Written problem.
Go to the line that contains "point: black roof" and extract it along with every line after it, exactly, through the end of the data below.

··· Records ···

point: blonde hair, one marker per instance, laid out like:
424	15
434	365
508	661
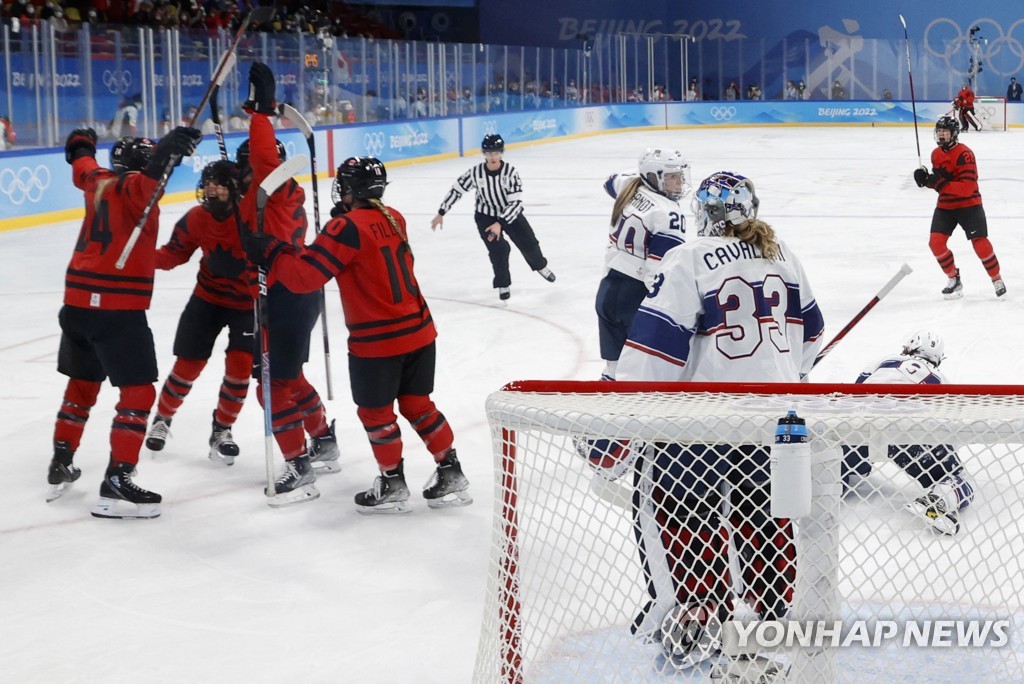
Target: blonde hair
379	206
759	233
624	199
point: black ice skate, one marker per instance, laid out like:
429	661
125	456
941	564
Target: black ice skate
222	446
932	509
62	472
297	483
159	433
448	486
324	452
953	289
389	494
121	498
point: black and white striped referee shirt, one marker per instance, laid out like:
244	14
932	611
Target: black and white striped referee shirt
499	194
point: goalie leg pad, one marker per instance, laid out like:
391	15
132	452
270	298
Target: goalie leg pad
767	551
926	464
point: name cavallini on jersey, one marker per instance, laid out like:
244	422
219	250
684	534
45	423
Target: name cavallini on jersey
734	252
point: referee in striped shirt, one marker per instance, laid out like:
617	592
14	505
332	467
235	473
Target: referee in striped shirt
499	213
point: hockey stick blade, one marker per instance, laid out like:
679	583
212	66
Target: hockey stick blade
903	271
279	177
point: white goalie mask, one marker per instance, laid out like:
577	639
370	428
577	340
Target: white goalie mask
724	198
926	345
666	172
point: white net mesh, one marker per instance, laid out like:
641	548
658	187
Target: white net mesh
624	519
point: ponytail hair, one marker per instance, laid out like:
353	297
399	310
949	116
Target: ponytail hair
760	234
624	199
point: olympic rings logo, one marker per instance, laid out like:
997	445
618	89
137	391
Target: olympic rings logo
26	183
723	113
117	82
374	143
944	39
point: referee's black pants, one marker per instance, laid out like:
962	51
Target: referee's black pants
521	233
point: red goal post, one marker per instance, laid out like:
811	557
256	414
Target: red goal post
991	113
566	582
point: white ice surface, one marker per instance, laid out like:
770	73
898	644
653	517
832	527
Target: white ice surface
220	588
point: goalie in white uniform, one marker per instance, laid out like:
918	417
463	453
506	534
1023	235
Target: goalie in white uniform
937	468
646	222
733	305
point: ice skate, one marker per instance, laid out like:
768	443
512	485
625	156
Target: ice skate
389	494
690	635
324	452
62	472
121	498
222	446
448	486
297	483
159	433
953	289
933	510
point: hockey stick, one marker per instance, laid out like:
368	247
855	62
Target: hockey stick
274	179
296	118
218	78
913	105
215	110
903	271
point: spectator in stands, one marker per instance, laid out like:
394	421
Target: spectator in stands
1014	90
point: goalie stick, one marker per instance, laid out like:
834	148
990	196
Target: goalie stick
218	78
296	118
274	179
913	105
903	271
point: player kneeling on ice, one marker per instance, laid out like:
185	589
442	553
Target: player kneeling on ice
954	177
734	305
937	468
391	334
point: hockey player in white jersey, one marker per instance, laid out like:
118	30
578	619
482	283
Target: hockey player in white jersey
937	468
732	305
646	221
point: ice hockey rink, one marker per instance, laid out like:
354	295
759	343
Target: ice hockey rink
222	589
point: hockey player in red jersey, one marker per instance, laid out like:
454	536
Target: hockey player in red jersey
954	177
104	332
221	299
297	409
390	332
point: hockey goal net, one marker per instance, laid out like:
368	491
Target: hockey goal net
594	481
991	113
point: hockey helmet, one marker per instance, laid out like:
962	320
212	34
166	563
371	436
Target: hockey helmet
926	345
131	154
724	198
655	164
363	177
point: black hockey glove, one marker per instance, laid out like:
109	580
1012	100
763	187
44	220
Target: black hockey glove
921	176
178	143
261	87
81	142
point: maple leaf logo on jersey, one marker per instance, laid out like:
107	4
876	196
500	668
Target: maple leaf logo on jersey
222	263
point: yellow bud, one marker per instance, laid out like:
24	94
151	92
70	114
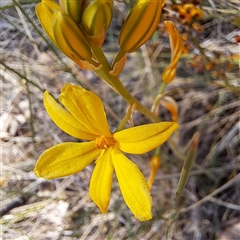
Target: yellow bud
97	17
137	29
170	104
176	43
71	40
45	11
73	8
140	24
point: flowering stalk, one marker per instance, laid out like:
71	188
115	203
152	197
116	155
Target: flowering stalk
137	29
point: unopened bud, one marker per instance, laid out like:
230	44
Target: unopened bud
96	19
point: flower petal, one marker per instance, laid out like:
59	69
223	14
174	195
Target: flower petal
144	138
133	185
65	159
101	181
87	107
64	120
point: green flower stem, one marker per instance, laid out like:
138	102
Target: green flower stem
187	166
124	120
116	84
155	105
162	87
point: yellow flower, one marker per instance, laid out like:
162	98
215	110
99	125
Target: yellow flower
86	119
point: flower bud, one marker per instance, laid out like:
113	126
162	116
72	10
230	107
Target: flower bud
73	8
44	11
96	19
137	29
71	40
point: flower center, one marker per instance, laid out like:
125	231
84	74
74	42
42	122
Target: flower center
104	142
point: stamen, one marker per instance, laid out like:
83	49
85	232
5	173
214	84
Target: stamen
104	142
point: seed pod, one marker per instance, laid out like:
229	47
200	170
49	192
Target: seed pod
96	19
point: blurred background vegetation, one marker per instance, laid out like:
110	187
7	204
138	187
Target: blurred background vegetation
206	89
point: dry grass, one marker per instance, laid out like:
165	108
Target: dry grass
61	209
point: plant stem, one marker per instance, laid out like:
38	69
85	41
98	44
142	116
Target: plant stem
116	84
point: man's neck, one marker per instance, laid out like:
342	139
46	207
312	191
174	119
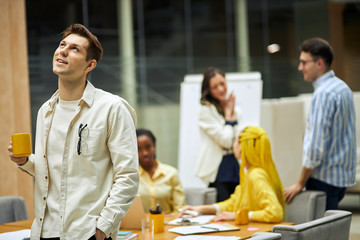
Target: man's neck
71	90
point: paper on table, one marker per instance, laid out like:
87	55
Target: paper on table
17	235
202	237
203	219
208	228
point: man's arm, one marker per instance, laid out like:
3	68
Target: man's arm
293	190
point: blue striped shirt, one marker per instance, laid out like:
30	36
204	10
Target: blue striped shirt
330	140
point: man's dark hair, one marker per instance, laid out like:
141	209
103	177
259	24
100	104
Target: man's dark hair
318	48
95	50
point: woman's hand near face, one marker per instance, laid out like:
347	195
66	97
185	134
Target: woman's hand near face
229	107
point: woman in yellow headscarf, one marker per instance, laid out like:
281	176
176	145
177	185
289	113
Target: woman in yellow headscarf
260	189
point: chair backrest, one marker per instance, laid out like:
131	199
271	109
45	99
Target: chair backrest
200	196
334	225
12	208
306	206
266	236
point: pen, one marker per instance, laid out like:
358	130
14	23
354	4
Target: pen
213	228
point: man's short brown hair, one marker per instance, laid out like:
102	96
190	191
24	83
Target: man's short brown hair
318	48
95	50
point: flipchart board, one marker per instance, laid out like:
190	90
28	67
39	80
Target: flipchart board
247	88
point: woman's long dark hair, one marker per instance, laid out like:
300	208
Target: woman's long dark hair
206	97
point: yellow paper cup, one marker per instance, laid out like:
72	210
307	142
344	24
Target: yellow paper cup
21	144
158	222
242	216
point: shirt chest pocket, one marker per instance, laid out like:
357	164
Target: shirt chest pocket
91	142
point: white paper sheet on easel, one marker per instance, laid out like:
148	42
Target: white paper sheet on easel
17	235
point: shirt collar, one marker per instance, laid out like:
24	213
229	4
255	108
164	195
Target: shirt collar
322	78
88	96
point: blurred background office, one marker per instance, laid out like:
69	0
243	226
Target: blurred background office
149	46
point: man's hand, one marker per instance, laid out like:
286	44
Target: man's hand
17	160
292	191
100	235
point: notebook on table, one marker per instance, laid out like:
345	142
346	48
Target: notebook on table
132	219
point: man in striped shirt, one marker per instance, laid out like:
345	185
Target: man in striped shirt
329	151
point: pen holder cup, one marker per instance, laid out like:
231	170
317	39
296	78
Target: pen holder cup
242	216
158	220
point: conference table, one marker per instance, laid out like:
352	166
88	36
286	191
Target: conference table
246	231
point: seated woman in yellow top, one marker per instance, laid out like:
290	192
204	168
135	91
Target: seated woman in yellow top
260	188
159	183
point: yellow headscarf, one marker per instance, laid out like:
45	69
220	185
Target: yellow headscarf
256	150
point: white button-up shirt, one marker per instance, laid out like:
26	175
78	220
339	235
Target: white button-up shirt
99	185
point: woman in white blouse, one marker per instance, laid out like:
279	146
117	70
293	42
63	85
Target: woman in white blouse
219	122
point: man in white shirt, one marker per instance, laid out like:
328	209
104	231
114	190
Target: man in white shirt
85	162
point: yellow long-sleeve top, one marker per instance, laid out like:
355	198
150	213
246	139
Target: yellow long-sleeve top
163	188
260	198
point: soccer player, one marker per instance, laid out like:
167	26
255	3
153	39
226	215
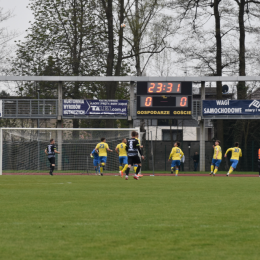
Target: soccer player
176	155
50	151
94	154
236	153
135	166
121	151
132	148
217	158
102	148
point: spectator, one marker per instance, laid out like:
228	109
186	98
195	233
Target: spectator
196	161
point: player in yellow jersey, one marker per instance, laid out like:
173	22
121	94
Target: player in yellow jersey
121	151
102	149
217	158
135	166
176	155
236	153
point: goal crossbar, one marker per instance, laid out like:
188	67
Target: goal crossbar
22	149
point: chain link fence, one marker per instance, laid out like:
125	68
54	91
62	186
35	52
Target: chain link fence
162	150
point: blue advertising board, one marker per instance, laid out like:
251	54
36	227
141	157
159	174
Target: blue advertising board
83	107
231	107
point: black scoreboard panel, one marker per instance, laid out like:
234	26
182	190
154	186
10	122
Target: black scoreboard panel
164	99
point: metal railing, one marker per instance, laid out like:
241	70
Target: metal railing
30	108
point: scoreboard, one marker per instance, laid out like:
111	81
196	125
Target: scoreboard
164	99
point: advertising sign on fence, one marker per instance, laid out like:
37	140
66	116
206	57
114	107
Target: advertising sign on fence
1	109
81	107
231	107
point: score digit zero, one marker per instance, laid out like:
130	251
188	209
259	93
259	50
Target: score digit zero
164	99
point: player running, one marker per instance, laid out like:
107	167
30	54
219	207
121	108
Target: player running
102	148
132	148
236	153
121	151
135	166
217	158
94	155
176	155
50	152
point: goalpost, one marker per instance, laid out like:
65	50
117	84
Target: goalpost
22	149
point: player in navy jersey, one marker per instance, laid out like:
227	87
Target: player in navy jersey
50	151
132	149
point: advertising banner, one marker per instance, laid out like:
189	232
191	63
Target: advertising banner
1	108
83	107
231	107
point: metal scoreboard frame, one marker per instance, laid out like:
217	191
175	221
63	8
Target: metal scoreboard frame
165	99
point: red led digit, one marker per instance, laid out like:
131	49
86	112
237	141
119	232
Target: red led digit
148	101
183	101
159	88
150	90
170	88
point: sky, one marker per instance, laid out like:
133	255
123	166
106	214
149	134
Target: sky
21	16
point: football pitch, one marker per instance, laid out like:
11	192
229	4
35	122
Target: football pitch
94	217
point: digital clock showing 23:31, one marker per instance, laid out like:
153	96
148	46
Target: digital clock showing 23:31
164	99
163	87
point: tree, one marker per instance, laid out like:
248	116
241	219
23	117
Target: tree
64	39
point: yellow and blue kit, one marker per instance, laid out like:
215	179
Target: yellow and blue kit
122	153
176	155
102	148
216	162
236	153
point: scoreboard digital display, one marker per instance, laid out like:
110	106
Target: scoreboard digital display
164	99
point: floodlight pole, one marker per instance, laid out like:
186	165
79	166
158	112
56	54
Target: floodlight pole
202	130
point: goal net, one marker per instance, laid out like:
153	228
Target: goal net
22	150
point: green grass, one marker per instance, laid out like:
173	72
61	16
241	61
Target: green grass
116	172
93	217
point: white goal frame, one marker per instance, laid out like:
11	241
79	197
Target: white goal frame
137	129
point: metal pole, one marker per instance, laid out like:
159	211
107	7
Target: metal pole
165	157
1	151
59	125
152	152
38	126
202	130
132	97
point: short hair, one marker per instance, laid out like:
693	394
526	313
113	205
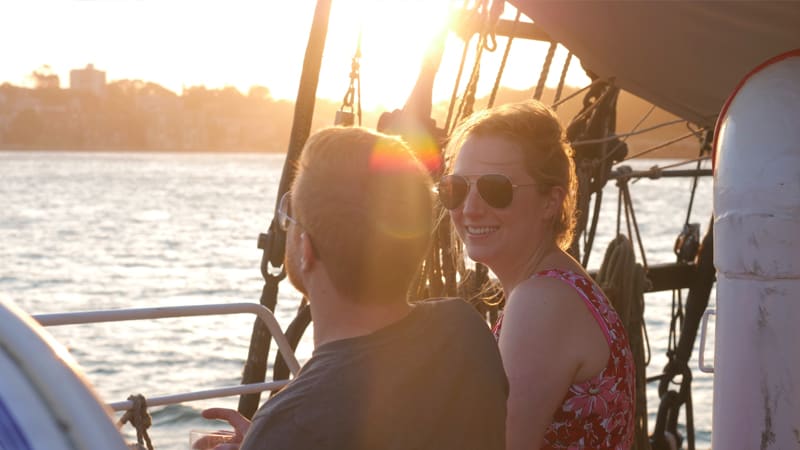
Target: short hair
548	156
367	204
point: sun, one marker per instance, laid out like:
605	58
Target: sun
394	38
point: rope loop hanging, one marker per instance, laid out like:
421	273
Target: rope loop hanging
561	81
351	104
140	419
548	60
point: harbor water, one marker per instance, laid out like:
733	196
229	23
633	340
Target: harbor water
95	230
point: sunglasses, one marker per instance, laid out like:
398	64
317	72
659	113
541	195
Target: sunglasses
495	189
284	219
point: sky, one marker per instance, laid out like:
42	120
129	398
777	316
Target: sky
242	43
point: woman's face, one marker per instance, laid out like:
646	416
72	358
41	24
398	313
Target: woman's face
499	236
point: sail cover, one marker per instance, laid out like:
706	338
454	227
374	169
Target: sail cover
683	56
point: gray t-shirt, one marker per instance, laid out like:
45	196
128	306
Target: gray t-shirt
433	380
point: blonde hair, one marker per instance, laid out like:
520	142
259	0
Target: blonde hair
367	204
535	128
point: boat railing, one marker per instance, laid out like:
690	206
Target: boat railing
119	315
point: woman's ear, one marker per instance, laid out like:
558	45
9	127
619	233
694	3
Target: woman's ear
554	201
307	255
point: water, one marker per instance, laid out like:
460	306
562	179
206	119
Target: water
83	231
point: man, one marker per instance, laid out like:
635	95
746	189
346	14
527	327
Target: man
384	374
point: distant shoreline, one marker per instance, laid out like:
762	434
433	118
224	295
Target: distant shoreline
132	150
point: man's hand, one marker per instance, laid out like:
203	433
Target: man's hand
239	423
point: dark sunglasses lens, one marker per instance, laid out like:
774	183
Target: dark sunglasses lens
452	191
496	190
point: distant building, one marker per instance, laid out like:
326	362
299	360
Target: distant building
88	80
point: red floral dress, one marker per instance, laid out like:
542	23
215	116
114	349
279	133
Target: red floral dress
597	413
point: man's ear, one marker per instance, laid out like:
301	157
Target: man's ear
308	257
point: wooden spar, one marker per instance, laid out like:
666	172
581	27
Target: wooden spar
273	243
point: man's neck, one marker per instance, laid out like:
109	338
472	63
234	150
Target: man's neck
337	317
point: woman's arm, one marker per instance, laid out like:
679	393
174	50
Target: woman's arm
541	356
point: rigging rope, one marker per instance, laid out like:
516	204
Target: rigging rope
633	132
624	281
576	93
139	418
346	115
504	60
659	146
548	60
561	80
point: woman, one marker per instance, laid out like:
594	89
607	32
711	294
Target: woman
511	194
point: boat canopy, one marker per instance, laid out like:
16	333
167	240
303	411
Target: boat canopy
685	57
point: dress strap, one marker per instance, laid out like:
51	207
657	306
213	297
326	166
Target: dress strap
585	288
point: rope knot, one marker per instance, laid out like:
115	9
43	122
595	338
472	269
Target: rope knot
139	418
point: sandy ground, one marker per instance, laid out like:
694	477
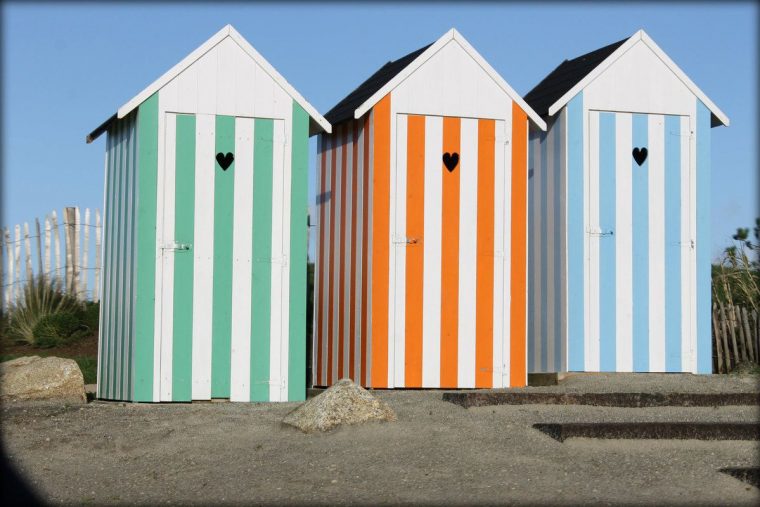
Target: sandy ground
436	453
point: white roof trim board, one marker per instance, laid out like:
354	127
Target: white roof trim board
427	54
642	36
227	31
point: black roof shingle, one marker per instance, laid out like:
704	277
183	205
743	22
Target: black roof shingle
344	110
565	76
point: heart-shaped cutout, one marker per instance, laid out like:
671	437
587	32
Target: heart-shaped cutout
640	155
225	161
450	160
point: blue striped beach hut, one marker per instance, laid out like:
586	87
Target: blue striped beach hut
204	253
619	214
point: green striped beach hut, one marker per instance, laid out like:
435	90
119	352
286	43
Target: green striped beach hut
204	250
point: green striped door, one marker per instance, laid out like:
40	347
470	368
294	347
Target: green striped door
222	273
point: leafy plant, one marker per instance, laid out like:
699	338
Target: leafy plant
736	279
42	298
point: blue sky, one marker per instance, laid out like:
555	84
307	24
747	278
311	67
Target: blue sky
68	67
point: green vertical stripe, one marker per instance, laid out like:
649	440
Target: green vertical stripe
261	285
224	187
299	141
147	169
182	346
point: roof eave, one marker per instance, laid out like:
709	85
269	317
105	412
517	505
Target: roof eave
452	34
641	35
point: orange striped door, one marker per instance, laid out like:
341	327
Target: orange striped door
446	242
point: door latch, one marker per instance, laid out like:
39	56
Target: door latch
177	246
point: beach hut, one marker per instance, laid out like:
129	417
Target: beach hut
619	256
422	216
204	254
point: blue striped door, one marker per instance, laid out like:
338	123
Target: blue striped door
639	266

···

Complete output.
point: black roof shingle, one marker per instance, laid out like:
704	277
183	205
743	22
Target: black roof shingle
344	110
565	76
point: heart-shaped cutout, one marker per instance, laid out like:
671	437
587	32
Target: heart-shaped cutout
640	155
225	161
450	160
point: blue striped beach hut, one marker per instance, laid out like:
586	87
Target: blue striped beach hut
204	253
619	214
point: green striped beach hut, one marker per instance, laid out like:
435	90
119	352
286	43
Target: green striped beach hut
204	250
point: green striped door, one marker per instance, laid out like:
40	347
470	368
294	347
Target: green striped door
222	273
point: leafy plant, one marker per instance, laid out like:
699	338
Target: leafy plant
736	279
42	298
point: blue sky, one marker per instance, laid out like:
555	84
307	24
747	278
311	67
Target: blue sky
68	67
point: green vertical stripe, one marker per instance, laid out like:
649	440
Target: green vertical stripe
261	285
224	187
299	141
147	169
182	346
point: roof eave, one marker per instance, laid out like:
709	85
269	317
105	412
517	505
Target: roof eave
452	34
641	35
point: orange striped door, one marker per instance, laid out like:
341	327
Target: orange striped door
446	242
point: door latch, one marker per instance, laid out like:
39	56
Target: door latch
177	246
point: beach hut, one marker per instance, laid out like:
129	417
Target: beach hut
619	256
422	216
204	254
point: blue striped door, one marker per instance, laid out like:
338	123
Target: blue striped door
639	266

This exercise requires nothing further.